╭─ Records for the task

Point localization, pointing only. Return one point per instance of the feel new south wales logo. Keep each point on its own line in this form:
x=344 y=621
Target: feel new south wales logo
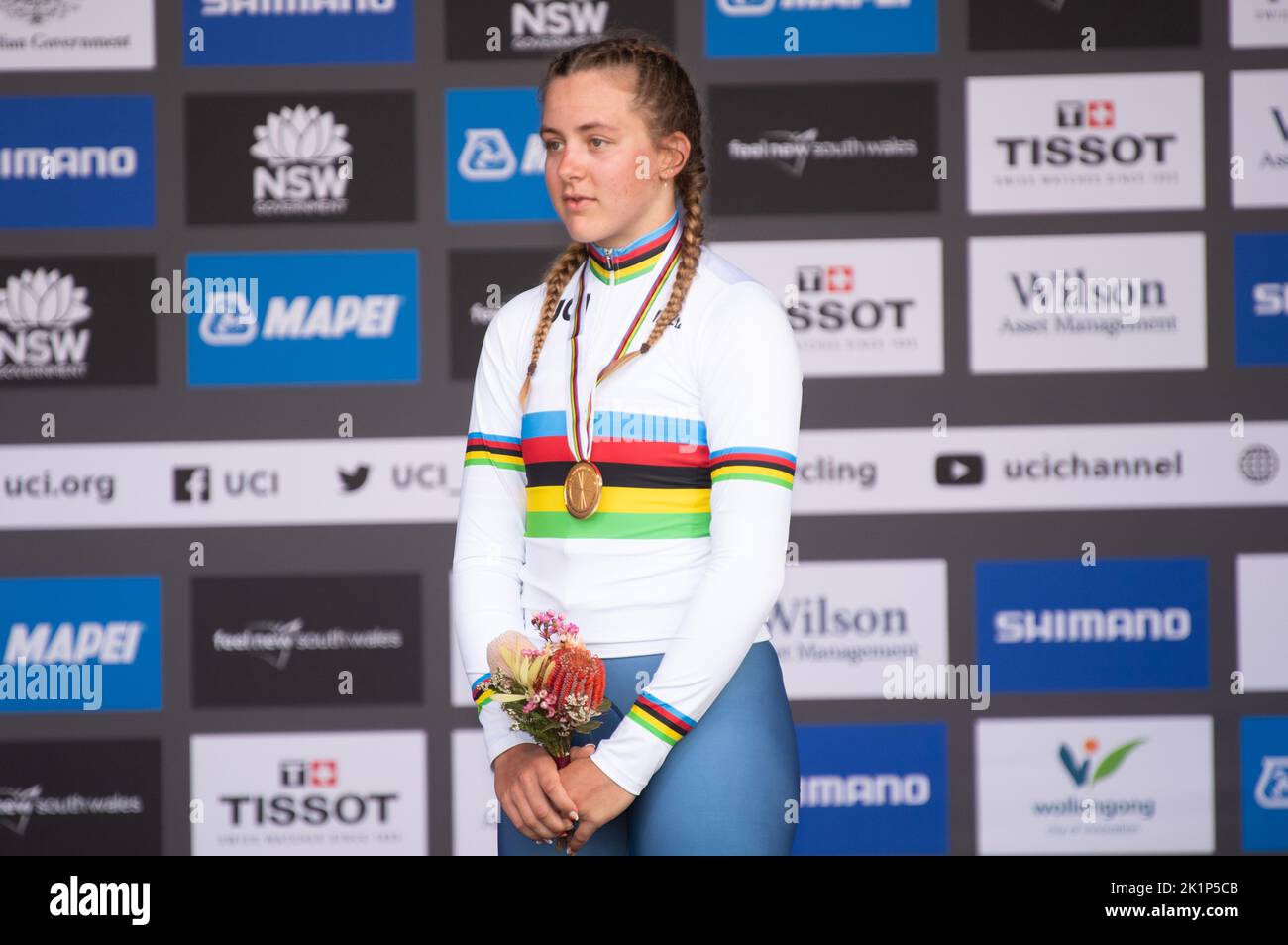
x=1085 y=812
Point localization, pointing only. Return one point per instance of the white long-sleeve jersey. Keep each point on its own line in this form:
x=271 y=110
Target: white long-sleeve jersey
x=696 y=441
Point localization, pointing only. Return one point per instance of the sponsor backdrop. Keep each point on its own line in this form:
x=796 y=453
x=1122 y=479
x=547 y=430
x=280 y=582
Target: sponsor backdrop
x=1035 y=258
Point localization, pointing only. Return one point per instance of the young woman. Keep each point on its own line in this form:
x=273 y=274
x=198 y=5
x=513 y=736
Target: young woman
x=629 y=464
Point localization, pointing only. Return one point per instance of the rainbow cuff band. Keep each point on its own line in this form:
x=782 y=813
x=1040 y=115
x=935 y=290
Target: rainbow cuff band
x=759 y=464
x=485 y=448
x=665 y=721
x=482 y=691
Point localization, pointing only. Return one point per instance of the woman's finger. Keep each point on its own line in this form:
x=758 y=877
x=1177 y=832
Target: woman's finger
x=584 y=832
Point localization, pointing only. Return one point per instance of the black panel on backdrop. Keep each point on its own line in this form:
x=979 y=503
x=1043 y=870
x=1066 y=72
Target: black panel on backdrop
x=286 y=640
x=76 y=321
x=473 y=274
x=1059 y=24
x=300 y=158
x=823 y=149
x=541 y=31
x=82 y=798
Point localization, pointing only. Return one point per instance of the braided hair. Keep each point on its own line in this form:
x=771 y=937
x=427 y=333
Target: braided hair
x=666 y=99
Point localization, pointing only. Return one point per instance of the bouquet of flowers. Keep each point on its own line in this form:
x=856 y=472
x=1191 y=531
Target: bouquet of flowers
x=553 y=690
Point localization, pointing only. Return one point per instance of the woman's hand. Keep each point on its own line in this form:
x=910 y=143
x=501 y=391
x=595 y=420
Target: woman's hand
x=531 y=791
x=597 y=797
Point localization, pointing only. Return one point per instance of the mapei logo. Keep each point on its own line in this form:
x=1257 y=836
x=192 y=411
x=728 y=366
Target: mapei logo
x=344 y=317
x=1082 y=773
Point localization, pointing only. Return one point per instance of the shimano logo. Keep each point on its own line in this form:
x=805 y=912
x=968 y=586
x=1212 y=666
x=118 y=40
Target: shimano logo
x=487 y=156
x=1115 y=625
x=887 y=789
x=68 y=161
x=287 y=8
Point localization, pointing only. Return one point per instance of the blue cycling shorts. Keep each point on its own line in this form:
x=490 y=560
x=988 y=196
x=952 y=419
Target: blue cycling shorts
x=732 y=786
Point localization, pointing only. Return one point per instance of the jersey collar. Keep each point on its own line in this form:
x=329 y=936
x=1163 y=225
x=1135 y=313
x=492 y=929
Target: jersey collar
x=639 y=258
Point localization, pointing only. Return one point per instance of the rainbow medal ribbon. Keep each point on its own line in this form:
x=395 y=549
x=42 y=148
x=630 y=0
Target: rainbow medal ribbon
x=584 y=485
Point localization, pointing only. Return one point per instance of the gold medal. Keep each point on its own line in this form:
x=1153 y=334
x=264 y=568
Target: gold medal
x=584 y=485
x=583 y=489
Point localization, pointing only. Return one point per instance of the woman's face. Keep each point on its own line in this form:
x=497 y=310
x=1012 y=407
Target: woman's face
x=597 y=150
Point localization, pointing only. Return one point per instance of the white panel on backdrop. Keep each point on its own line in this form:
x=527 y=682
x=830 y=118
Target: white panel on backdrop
x=224 y=483
x=1107 y=301
x=1098 y=142
x=1050 y=786
x=837 y=625
x=310 y=793
x=51 y=37
x=476 y=811
x=858 y=308
x=1262 y=591
x=1258 y=137
x=1039 y=468
x=1258 y=24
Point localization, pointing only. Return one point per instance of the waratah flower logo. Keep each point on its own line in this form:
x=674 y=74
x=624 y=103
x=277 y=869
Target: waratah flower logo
x=43 y=300
x=300 y=136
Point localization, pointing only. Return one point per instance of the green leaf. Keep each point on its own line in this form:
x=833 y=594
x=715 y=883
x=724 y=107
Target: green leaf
x=1115 y=759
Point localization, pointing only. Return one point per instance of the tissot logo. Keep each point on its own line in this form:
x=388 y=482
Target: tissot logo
x=1085 y=142
x=1095 y=114
x=1126 y=150
x=960 y=469
x=323 y=804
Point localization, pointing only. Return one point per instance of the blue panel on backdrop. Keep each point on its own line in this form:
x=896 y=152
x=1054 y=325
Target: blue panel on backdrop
x=76 y=161
x=872 y=789
x=303 y=33
x=494 y=158
x=333 y=317
x=1119 y=625
x=94 y=639
x=758 y=27
x=1261 y=297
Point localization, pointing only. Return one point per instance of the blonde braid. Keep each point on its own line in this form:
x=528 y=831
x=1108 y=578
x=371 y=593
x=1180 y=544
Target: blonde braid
x=691 y=252
x=557 y=278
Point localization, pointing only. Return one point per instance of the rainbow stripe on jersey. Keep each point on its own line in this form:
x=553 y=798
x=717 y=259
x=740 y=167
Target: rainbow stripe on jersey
x=657 y=475
x=660 y=718
x=635 y=259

╰─

- [Exercise details] Repeat all of the records above word for word, but leave out any pictures.

- [Output of the exercise]
Point localization, pointing only. Return one point per instance of the feel new south wales logo. Keep each point on its own line in this form:
x=344 y=621
Target: feel new south wales logo
x=1085 y=812
Point localization, pointing only. Return one point per instance of the white long-sleeve jersey. Keep each point on its own line in this form:
x=271 y=110
Target: white long-sleeve jersey
x=696 y=441
Point localization, pointing only. Return one point per instance of the sponsor backdrop. Keep each point on its own line in this form:
x=796 y=453
x=1122 y=479
x=547 y=430
x=280 y=582
Target: sponsor backdrop
x=1035 y=258
Point localization, pointing only. Return one point per instance of the young woman. Keep each point on its own line in this form:
x=273 y=274
x=198 y=5
x=513 y=736
Target: young woman
x=629 y=464
Point localization, pointing only. Return one point per instance of the rainbow cuff band. Keep each point on its own line in this form:
x=782 y=813
x=1040 y=115
x=935 y=290
Target: rainbow cuff band
x=759 y=464
x=485 y=448
x=665 y=721
x=482 y=691
Point localization, pointing only. Return one point per instance of the woman's finger. Keep each point on its own line in this form:
x=758 y=877
x=1177 y=832
Target: woman's finger
x=584 y=832
Point localization, pointing only. Return one point per instance of the black panel on backdrop. Keep each point on its own line in this form:
x=979 y=503
x=1043 y=870
x=1066 y=72
Target: black panel on backdrop
x=286 y=640
x=76 y=321
x=473 y=274
x=1059 y=24
x=300 y=158
x=823 y=149
x=541 y=31
x=82 y=798
Point localization, pointing only. Return one point per instance of the braided hair. Keep each point on its own line in this form:
x=771 y=937
x=427 y=333
Target: braided hair
x=666 y=99
Point localization, pointing only. Return one point per instance of the bouquet of flowers. Keep each point on its own line in this form:
x=856 y=472
x=1191 y=531
Target: bouquet of flowers
x=553 y=690
Point localization, pointing only. Return one point per instance of the woman's hand. Keep each point on its own line in this form:
x=910 y=143
x=501 y=391
x=595 y=420
Target: woman's hand
x=531 y=791
x=597 y=797
Point localization, pointing only. Return one point per instance of the mapei logo. Keep each point on its own line in this form:
x=1257 y=836
x=192 y=411
x=728 y=366
Target: mapei logo
x=344 y=317
x=1082 y=773
Point localization, pointing only. Return one point per instance of the shimano logo. Keep each point on its own line in this form:
x=805 y=912
x=968 y=586
x=1212 y=666
x=118 y=40
Target: shimano logo
x=487 y=156
x=1115 y=625
x=887 y=789
x=68 y=161
x=287 y=8
Point localization, pointing only. Return one point per instance of the blue cycling shorts. Keep each point on its own line in this form:
x=490 y=560
x=988 y=196
x=952 y=419
Target: blue cycling shorts
x=732 y=786
Point localization, pointing only. Return one point per instance of the jersey collar. Keep each point on its own line in this form:
x=329 y=936
x=1163 y=225
x=1135 y=313
x=492 y=929
Target: jersey collar
x=639 y=258
Point localization, pointing only. Return one point per instance of the rainbow medal ribbon. Keep each point on its own line in this form:
x=395 y=549
x=42 y=148
x=630 y=0
Target: rainbow medal ribbon
x=584 y=485
Point localization, pointing only. Return one point per instance of the gold medal. Keep each point on its own line in this form:
x=1153 y=334
x=264 y=568
Target: gold medal
x=584 y=485
x=583 y=489
Point localization, pointing only. Return one point per instance of the woman's face. Keep each point on its own line in this form:
x=497 y=310
x=1012 y=407
Target: woman's face
x=597 y=150
Point localization, pointing only. Return one point per instance of the white panel on backdrop. Keep each point on its own line in this form:
x=527 y=682
x=830 y=118
Target: white panel on backdrop
x=224 y=483
x=1107 y=301
x=1098 y=142
x=1050 y=786
x=837 y=625
x=310 y=793
x=51 y=37
x=476 y=811
x=858 y=308
x=1262 y=591
x=1258 y=137
x=1039 y=468
x=1258 y=24
Point localization, pointing only. Return one point per instance of the waratah flower logo. Keep each point on its own line in this form:
x=674 y=74
x=624 y=103
x=277 y=869
Target: waratah flower logo
x=43 y=300
x=300 y=136
Point localization, pointing only. Return one point per instance of the green leaf. Keep each point on its own line in this form:
x=833 y=594
x=715 y=883
x=724 y=107
Target: green leaf
x=1115 y=759
Point localization, pointing only. Return one point per instance of the tissot logo. Keep each point on its own line in this form:
x=388 y=482
Target: tissot logo
x=1085 y=142
x=1095 y=114
x=1126 y=150
x=960 y=469
x=323 y=804
Point localization, pointing only. Return one point per instance of the blue panel on backdrop. Keep each point on its own line in this form:
x=896 y=152
x=1054 y=325
Target: blue panel on backdrop
x=76 y=161
x=872 y=789
x=303 y=33
x=494 y=158
x=333 y=317
x=1119 y=625
x=94 y=639
x=758 y=27
x=1261 y=297
Point localization, pointing only. Return one point per instance of the blonde braid. Keep each point on its own line in this form:
x=528 y=831
x=1108 y=578
x=371 y=593
x=1180 y=544
Target: blonde braid
x=691 y=252
x=557 y=278
Point localization, pointing only. Return one point per instance of the rainbow stripe on jersey. Keep each point on its own line in this form:
x=553 y=798
x=717 y=259
x=740 y=167
Target: rainbow stripe on jersey
x=657 y=475
x=660 y=718
x=635 y=259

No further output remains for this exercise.